- Kaynak metin:

==*==

Kemer ve Yol: Yüzyılın projesi mi?

14 Mayıs’ta Beijing’te çok sayıda devlet ve hükümet başkanının katıldığı uluslararası bir forumda, Çin Halk Cumhuriyeti’nin Kemer ve Yol Girişimi, uluslararası topluluğa duyuruldu.

Aslında, 14 Mayıs tarihinde başlatılan bir girişim, bir tasarım yoktur. Çin’in son yıllarda hızlanan stratejik dış yatırımlarının birleştirilmesi ve geleceğe dönük devâsâ bir programa dönüştürülmesi söz konusudur. Devlet Başkanı Şi Jinping bu projeden ilk defa 2013’te (Kazakistan’da); İpek Yolu Ekonomik Kemeri ve 21. Yüzyıl Deniz İpek Yolu başlığı altında söz etti. 10 Mart 2015’te bu tasarım aynı ad altında Çin Halk Cumhuriyeti Devlet Konseyi’nin (Bakanlar Kurulu’nun) bir programı olarak kabul edildi.

14 Mayıs Forumu da bu resmî  belgede kapsanan uygulamaları, ilkeleri ve hedefleri Kemer ve Yol Girişimi adı altında dünya kamuoyuna tanıtmak amacıyla düzenlendi.

Bu projeye göz atalım. Sözünü ettiğim Devlet Konseyi belgesi ile Şi Jinping’in 14 Mayıs forumundaki konuşmasından hareket edelim; birkaç ek bilgiyle genişletelim; kısaca değerlendirelim. 

KARADAN, DENİZDEN YENİ İPEK YOLU 

Şi Jinping’in konuşması, Kemer ve Yol  tasarımını, 2000 yıl öncesinin İpek Yolu’na bağlayarak sunuyor. Tarihsel İpek Yolu’nun, uygarlıklar arasında işbirliği, bilgi alışverişi, karşılıklı çıkarlar sağlamış olan bir insanlık mirası olduğunu hatırlatıyor. Aynı ilkelerin, 21. yüzyıl koşullarında Kemer ve Yol Girişimi ile canlandırılabileceğini umuyor.

Çin Devlet Konseyi’nin belgesi, iki ana öğeden oluşuyor. Birincisi kara-demir yolu bağlantılarına dayanan İpek Yolu Ekonomik Kemeri’dir. Çin’i Avrupa’ya, Akdeniz’e ve Hint Okyanusu’na bağlayacak dört ayağı vardır: Birincisi Avrasya Kara Köprüsü’dür. Bunu, Çin-Moğolistan-Rusya ve Çin-Orta Asya-Batı Asya bağlantılarını sağlayan ve Çin ile Hindiçin Yarımadası’nı bütünleştiren üç ekonomik koridor tamamlamaktadır. Bu koridorların iki alt öğesine (Çin-Pakistan ve Çin-Hindistan-Myanmar bağlantılarına) dönük yatırımlar başlatılmıştır.

==*==

- Görevin kapsamı:
Kemer ve Yol Girişimi hakkındaki metinde geçen şu cümleyi İngilizceye çevirin: "10 Mart 2015’te bu tasarım aynı ad altında Çin Halk Cumhuriyeti Devlet Konseyi’nin (Bakanlar Kurulu’nun) bir programı olarak kabul edildi." Kayıtlara bakmanıza gerek yok.

==*==

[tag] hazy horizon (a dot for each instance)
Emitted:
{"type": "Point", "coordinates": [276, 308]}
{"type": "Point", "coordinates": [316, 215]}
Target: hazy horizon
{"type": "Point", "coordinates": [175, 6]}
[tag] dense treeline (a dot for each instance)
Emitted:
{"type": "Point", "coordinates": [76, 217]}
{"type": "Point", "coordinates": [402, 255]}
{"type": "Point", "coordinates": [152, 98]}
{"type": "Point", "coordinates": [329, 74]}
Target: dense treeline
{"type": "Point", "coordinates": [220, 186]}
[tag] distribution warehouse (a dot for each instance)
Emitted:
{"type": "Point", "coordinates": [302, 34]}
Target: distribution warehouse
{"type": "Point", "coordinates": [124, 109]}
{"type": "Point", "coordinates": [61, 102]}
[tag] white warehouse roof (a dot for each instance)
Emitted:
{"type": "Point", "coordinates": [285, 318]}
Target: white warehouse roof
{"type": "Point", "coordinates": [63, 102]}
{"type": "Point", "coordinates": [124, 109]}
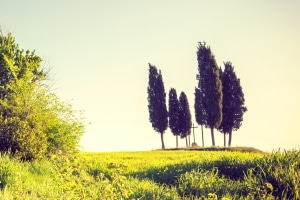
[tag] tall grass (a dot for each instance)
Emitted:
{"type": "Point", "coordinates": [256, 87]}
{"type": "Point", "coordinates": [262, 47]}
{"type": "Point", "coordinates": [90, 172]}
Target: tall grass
{"type": "Point", "coordinates": [154, 175]}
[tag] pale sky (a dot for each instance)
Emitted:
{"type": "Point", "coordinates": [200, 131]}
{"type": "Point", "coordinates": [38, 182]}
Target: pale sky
{"type": "Point", "coordinates": [99, 51]}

==*==

- Çözüm:
On March 10, 2015, this plan was adopted under the same name as a program of the State Council (Council of Ministers) of the People's Republic of China.